NSX Intelligence is Down due to Out Of Memory issues in NTA POD `llanta-detectors-0`

Products

VMware vDefend Firewall with Advanced Threat Prevention

Issue/Introduction

The health status of the NSX Intelligence feature is reported as DOWN in the UI.

The DOWN status may be caused by the llanta-detectors-0 pod running out of memory.

By Running the below commands on am NSX Manager while you have an ssh session as root you will see the following output snippets:

The llanta-detectors-0 pod is reported in the CrashLoopBackOff status:

root@nsx-mgr-0:~# napp-k get pods | grep llanta-detectors-0
NAME READY STATUS RESTARTS AGE
llanta-detectors-0 3/4 CrashLoopBackOff 16 (3m19s ago) 28h

One or more of the llanta-job-netflow-beaconing, llanta-job-time-series containers in the llanta-detectors-0 pod are reported as having crashed after running out of memory (OOM):

root@nsx-mgr-0:~# napp-k describe pod llanta-detectors-0
Name: llanta-detectors-0
Namespace: nsxi-platform
Priority: 0
Service Account: llanta-detectors-sa
Node: napp-cluster-default-workers-b7n6f-7689678688-czq49/40.40.0.56
Start Time: Sun, 11 Feb 2024 06:28:56 +0000
...
State: Waiting
Reason: CrashLoopBackOff
Last State: Terminated
Reason: OOMKilled <<<<<<<<<<<<================
Exit Code: 137
Started: Mon, 12 Feb 2024 10:41:08 +0000
Finished: Mon, 12 Feb 2024 10:42:57 +0000
Ready: False
Restart Count: 16
...
Containers:
  ...
  llanta-jon-time-series: <<<<<<<<<<<<================
    ...
    State:          Running
      Started: Mon, 12 Feb 2024 10:41:08 +0000
    Last State:     Terminated
      Reason:       OOMKilled. <<<<<<<<<<<<================

If you see a different container listed than the one listed for this KB, please search to the correct KB with the container listed.

Environment

This issue has been observed on ATP version 4.2.0, in particular scenarios where workloads communicate in a mash fashion on a high number of ports.

- Instructions to follow: Can you sum up the NSX Intelligence article in two sentences?

(Segmentation mask data)
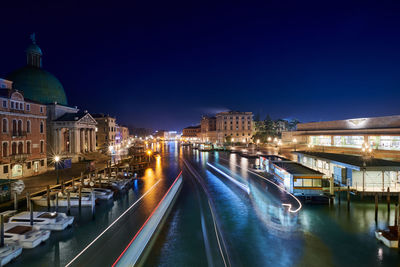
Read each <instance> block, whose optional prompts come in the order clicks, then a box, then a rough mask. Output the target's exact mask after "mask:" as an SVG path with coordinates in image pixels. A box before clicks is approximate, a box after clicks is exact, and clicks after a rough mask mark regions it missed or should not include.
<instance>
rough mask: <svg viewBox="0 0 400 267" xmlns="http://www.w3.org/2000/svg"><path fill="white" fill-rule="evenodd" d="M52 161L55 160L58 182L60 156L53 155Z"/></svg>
mask: <svg viewBox="0 0 400 267" xmlns="http://www.w3.org/2000/svg"><path fill="white" fill-rule="evenodd" d="M54 161H55V163H56V164H55V167H56V172H57V184H59V183H60V178H59V176H58V163H59V162H60V156H55V157H54Z"/></svg>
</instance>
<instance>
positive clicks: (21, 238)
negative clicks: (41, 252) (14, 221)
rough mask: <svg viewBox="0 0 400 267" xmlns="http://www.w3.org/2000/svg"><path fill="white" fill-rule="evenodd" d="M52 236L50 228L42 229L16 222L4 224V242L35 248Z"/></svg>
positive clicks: (25, 247)
mask: <svg viewBox="0 0 400 267" xmlns="http://www.w3.org/2000/svg"><path fill="white" fill-rule="evenodd" d="M49 237H50V231H49V230H40V228H39V227H37V226H28V225H21V224H15V223H5V224H4V243H6V244H10V245H19V246H21V247H23V248H34V247H37V246H38V245H40V244H41V243H42V242H45V241H46V240H47V239H49Z"/></svg>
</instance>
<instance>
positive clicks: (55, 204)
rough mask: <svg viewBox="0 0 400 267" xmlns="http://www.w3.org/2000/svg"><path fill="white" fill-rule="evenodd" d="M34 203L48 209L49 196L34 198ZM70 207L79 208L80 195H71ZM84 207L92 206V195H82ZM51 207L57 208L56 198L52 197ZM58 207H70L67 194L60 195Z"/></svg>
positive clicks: (54, 196)
mask: <svg viewBox="0 0 400 267" xmlns="http://www.w3.org/2000/svg"><path fill="white" fill-rule="evenodd" d="M31 199H32V201H33V202H34V203H35V204H36V205H38V206H42V207H47V195H42V196H37V197H32V198H31ZM70 205H71V207H78V206H79V194H78V193H70ZM81 205H82V206H92V196H91V195H90V194H87V193H84V194H82V199H81ZM50 206H51V207H55V206H57V201H56V197H55V196H50ZM58 206H59V207H68V197H67V194H62V193H61V192H59V193H58Z"/></svg>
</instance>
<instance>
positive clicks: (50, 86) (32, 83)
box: [6, 34, 68, 105]
mask: <svg viewBox="0 0 400 267" xmlns="http://www.w3.org/2000/svg"><path fill="white" fill-rule="evenodd" d="M31 40H32V44H31V45H29V47H28V49H26V62H27V64H26V66H24V67H22V68H19V69H17V70H15V71H13V72H11V73H10V74H9V75H8V76H7V77H6V79H7V80H11V81H13V85H14V87H15V88H17V89H18V90H21V91H23V92H24V96H25V97H26V98H29V99H31V100H34V101H37V102H40V103H42V104H50V103H59V104H61V105H67V104H68V102H67V96H66V95H65V91H64V87H63V86H62V84H61V82H60V81H59V80H58V79H57V78H56V77H55V76H54V75H53V74H51V73H50V72H48V71H45V70H44V69H43V68H42V56H43V53H42V50H41V49H40V47H39V46H38V45H37V44H36V39H35V34H32V35H31Z"/></svg>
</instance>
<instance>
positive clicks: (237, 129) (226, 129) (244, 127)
mask: <svg viewBox="0 0 400 267" xmlns="http://www.w3.org/2000/svg"><path fill="white" fill-rule="evenodd" d="M227 129H228V128H227V127H226V126H224V130H227ZM230 130H231V131H233V127H232V126H231V127H230ZM238 130H239V127H237V126H236V131H238ZM242 130H245V127H244V126H242ZM247 130H251V127H250V126H247Z"/></svg>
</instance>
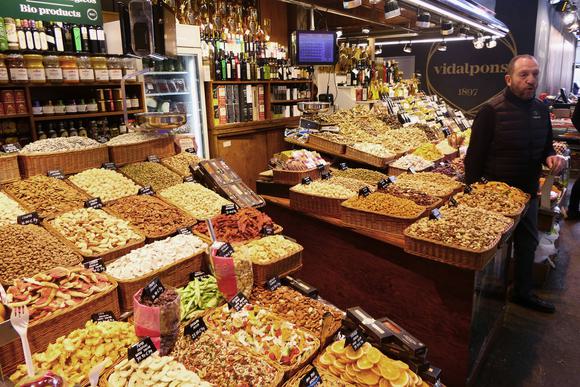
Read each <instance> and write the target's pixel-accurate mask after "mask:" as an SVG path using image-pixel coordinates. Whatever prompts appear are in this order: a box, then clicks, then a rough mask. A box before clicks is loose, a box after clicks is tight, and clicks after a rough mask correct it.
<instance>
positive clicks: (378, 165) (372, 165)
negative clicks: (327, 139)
mask: <svg viewBox="0 0 580 387" xmlns="http://www.w3.org/2000/svg"><path fill="white" fill-rule="evenodd" d="M345 154H346V156H348V157H349V158H351V159H353V160H355V161H358V162H361V163H365V164H368V165H372V166H373V167H377V168H385V167H386V166H387V164H388V163H389V162H391V161H393V160H394V159H396V158H397V155H393V156H391V157H379V156H375V155H372V154H370V153H366V152H363V151H360V150H358V149H355V148H353V147H350V146H347V147H346V152H345Z"/></svg>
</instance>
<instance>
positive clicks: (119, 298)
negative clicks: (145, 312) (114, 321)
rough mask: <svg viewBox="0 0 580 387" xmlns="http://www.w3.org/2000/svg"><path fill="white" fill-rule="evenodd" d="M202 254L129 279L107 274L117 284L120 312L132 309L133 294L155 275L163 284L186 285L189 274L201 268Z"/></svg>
mask: <svg viewBox="0 0 580 387" xmlns="http://www.w3.org/2000/svg"><path fill="white" fill-rule="evenodd" d="M204 254H205V253H204V252H201V253H198V254H196V255H191V256H189V257H186V258H183V259H180V260H179V261H177V262H174V263H172V264H171V265H167V266H165V267H162V268H160V269H157V270H155V271H152V272H151V273H149V274H146V275H144V276H141V277H139V278H134V279H131V280H124V279H120V278H115V277H113V276H112V275H110V274H108V275H109V277H112V278H113V279H114V280H115V281H117V283H118V284H119V286H118V288H117V289H118V292H119V306H120V308H121V312H122V313H125V312H129V311H132V310H133V296H134V295H135V293H137V292H138V291H139V289H142V288H143V287H144V286H145V285H147V283H148V282H149V281H151V280H152V279H153V278H155V277H159V279H160V280H161V282H162V283H163V284H164V285H168V286H173V287H176V288H178V287H181V286H185V285H187V283H188V282H189V274H190V273H193V272H196V271H200V270H201V266H202V263H203V260H204Z"/></svg>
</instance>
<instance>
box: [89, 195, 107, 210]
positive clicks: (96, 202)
mask: <svg viewBox="0 0 580 387" xmlns="http://www.w3.org/2000/svg"><path fill="white" fill-rule="evenodd" d="M85 208H94V209H95V210H100V209H101V208H103V202H102V201H101V198H92V199H89V200H87V201H85Z"/></svg>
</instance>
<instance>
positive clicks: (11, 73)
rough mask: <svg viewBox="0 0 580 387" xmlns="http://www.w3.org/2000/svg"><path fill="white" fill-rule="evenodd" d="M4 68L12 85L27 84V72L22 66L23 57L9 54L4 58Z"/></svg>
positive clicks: (25, 69)
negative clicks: (7, 70) (11, 82)
mask: <svg viewBox="0 0 580 387" xmlns="http://www.w3.org/2000/svg"><path fill="white" fill-rule="evenodd" d="M6 67H8V73H9V74H10V81H11V82H12V83H26V82H28V71H26V67H25V66H24V57H23V56H22V55H20V54H10V55H8V56H6Z"/></svg>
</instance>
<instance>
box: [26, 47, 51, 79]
mask: <svg viewBox="0 0 580 387" xmlns="http://www.w3.org/2000/svg"><path fill="white" fill-rule="evenodd" d="M23 57H24V63H25V65H26V71H27V72H28V79H29V80H30V82H31V83H46V73H45V72H44V64H42V55H38V54H27V55H24V56H23Z"/></svg>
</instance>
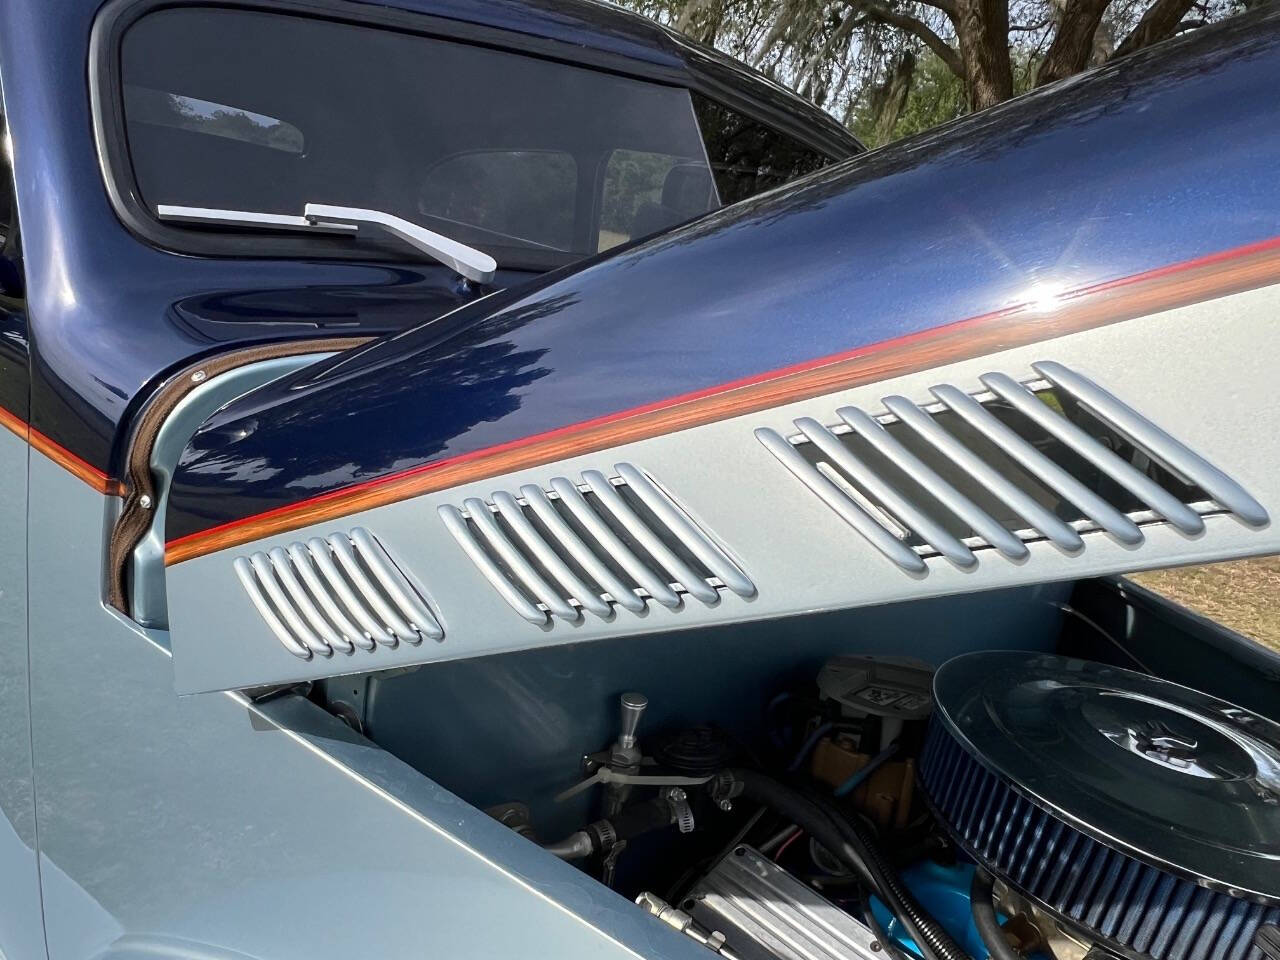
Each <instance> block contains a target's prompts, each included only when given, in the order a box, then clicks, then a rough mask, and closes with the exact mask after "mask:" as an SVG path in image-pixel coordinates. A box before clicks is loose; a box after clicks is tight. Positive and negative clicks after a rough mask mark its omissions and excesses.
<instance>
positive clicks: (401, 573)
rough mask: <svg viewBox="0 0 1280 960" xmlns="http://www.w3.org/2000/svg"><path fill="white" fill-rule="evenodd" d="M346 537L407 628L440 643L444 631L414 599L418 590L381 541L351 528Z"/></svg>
mask: <svg viewBox="0 0 1280 960" xmlns="http://www.w3.org/2000/svg"><path fill="white" fill-rule="evenodd" d="M348 535H349V536H351V541H352V543H353V544H355V547H356V553H357V554H358V556H360V558H361V559H362V561H364V562H365V566H366V567H367V568H369V570H370V571H371V572H372V575H374V576H375V577H376V579H378V582H379V584H381V585H383V588H385V590H387V593H388V595H389V596H390V599H392V600H393V602H394V603H396V604H397V605H398V607H399V609H401V612H402V613H404V614H407V616H408V617H410V618H411V620H410V627H411V628H412V630H415V631H416V632H419V634H421V635H422V636H429V637H431V639H433V640H443V639H444V627H442V626H440V623H439V621H438V620H436V618H435V616H434V614H433V613H431V611H430V609H428V607H426V603H425V602H424V600H422V599H421V598H420V596H419V595H417V590H415V589H413V585H412V584H410V582H408V580H407V577H406V576H404V573H403V572H402V571H401V568H399V567H398V566H397V563H396V561H393V559H392V557H390V554H389V553H387V548H385V547H383V544H381V541H380V540H379V539H378V538H376V536H374V535H372V534H370V532H369V531H367V530H365V529H364V527H362V526H357V527H353V529H352V531H351V534H348ZM411 643H412V641H411Z"/></svg>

- Your response: NSX Intelligence can report a DOWN health status in the UI when the llanta-detectors-0 pod runs out of memory. This shows up as the pod stuck in CrashLoopBackOff status with containers such as llanta-job-netflow-beaconing or llanta-job-time-series terminated as OOMKilled, an issue observed on ATP version 4.2.0 where workloads communicate on a high number of ports.